◆ The task ◆
In the pack saddle thread below, what three kinds of packers does the first poster say use a Phillips formfitter?

+++ Page excerpt +++

# New Phillips Pack Saddle...



## Trails (Jan 28, 2009)

While I don't have a phillips formfitter I know three packers that do and they use them a lot. One is a commercial outfitter, one packs for the forest service, and one packs for recreation. I 've specifically asked all three about the phillips pack saddle (I plan on getting one myself as time and finances allow) and all three highly recommend. 

I also know the owners of Outfitter Pack Station and can vouch for them as great folks. 

Hope this helps.


----------



## canterburyhorsetrailrider (Aug 7, 2012)

Much appreciate your reply..

I am unsure wheather to purchase a more traditional new sawbuck or go for the formfitter...? 

I currently have two complete and tidy new zealand style pack saddles but these require very balanced loads to stop them slipping over.

At the end of last season I was able to trek for a week with a Friends new saw buck from outfitter supply and it stayed put the whole time... it was much easier to pack with... I think the double cinch was the key.. it has more surface to hold the saddle in place, even if the loads were not 100% equal in weight.. your thoughts..?

+++ Information provided +++

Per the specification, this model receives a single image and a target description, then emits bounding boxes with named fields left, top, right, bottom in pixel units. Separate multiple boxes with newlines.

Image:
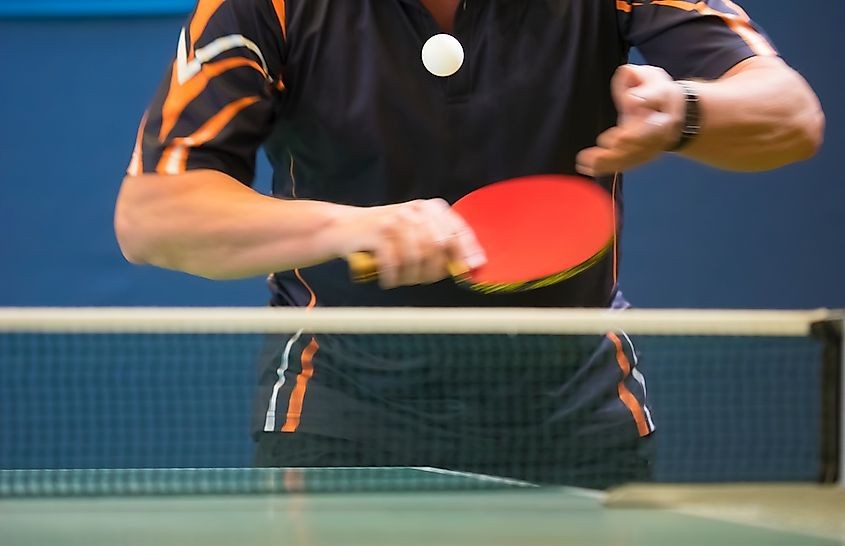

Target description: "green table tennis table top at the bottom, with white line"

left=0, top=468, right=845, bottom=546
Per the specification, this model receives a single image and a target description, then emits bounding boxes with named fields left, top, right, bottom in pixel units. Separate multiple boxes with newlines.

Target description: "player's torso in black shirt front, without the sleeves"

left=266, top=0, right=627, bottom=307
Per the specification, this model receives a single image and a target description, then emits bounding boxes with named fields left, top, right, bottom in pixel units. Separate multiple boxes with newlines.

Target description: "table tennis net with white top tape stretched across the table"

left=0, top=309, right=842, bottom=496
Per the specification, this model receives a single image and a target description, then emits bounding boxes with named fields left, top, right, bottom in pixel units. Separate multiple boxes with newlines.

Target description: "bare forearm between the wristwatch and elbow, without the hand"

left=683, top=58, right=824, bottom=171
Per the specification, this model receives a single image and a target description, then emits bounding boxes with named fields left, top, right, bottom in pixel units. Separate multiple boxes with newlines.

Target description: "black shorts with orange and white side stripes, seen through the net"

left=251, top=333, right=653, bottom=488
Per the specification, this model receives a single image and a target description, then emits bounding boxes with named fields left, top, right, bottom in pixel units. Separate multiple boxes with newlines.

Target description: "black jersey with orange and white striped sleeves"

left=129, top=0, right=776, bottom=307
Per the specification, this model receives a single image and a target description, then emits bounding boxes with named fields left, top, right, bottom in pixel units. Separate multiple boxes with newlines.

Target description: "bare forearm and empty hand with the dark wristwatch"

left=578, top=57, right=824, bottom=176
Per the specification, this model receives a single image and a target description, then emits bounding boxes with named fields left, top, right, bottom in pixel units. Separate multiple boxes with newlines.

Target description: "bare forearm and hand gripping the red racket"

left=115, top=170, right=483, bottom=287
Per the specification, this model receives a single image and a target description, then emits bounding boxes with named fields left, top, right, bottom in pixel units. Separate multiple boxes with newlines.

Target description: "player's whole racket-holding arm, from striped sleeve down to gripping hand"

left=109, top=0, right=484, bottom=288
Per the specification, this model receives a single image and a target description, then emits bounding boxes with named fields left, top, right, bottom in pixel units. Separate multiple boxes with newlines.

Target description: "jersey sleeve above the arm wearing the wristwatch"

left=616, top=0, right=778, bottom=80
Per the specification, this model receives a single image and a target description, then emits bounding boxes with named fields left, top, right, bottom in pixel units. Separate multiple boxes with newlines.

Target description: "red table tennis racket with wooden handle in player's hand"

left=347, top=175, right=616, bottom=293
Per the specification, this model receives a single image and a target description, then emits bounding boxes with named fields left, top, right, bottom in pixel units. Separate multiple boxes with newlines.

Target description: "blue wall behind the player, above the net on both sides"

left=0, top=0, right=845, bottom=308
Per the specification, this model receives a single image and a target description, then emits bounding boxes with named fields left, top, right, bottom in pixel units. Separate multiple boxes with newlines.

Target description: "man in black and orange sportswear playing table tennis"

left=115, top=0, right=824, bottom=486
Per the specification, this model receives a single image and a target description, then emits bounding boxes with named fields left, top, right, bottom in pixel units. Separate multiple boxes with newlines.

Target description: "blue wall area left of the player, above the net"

+++
+++ Information provided +++

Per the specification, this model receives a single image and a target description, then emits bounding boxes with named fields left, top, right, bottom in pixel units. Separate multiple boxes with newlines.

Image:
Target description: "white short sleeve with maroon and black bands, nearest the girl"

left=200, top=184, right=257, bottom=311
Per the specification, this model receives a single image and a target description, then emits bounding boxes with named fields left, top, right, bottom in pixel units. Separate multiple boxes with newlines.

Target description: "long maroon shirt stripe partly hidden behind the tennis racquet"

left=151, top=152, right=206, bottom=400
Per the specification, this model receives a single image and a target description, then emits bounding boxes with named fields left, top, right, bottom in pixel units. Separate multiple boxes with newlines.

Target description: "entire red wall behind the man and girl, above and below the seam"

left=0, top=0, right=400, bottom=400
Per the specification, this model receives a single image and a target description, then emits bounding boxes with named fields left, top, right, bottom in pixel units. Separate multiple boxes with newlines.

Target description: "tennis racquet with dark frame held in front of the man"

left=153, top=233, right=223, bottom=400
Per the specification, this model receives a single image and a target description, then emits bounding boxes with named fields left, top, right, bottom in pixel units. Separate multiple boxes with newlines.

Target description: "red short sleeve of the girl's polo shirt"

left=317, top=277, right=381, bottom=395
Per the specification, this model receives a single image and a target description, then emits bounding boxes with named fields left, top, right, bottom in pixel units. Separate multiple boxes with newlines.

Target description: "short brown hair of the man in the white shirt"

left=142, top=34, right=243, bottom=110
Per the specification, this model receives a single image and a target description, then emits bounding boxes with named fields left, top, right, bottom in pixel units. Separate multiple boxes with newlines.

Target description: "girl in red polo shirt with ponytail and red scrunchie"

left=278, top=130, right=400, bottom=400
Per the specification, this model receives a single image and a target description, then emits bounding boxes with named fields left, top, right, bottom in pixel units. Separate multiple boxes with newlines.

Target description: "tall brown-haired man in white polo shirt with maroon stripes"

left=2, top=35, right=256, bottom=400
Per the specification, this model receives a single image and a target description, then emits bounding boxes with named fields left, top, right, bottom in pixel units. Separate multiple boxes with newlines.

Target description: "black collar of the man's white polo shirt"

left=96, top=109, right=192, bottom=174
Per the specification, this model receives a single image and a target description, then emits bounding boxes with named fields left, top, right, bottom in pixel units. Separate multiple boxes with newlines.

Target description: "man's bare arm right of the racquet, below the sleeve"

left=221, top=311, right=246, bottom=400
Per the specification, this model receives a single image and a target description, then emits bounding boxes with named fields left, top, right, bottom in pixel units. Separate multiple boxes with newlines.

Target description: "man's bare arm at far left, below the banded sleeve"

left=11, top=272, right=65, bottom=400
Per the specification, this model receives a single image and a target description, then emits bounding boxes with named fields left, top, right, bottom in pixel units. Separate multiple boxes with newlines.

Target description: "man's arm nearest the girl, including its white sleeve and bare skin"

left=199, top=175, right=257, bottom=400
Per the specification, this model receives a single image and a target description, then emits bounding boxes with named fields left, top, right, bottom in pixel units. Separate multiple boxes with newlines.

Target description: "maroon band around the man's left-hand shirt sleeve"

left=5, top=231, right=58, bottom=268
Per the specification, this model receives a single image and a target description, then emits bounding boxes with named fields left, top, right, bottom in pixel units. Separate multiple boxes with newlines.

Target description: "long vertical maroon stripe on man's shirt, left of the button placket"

+++

◆ Solution for this problem ◆
A commercial outfitter, a packer for the forest service, and a packer for recreation.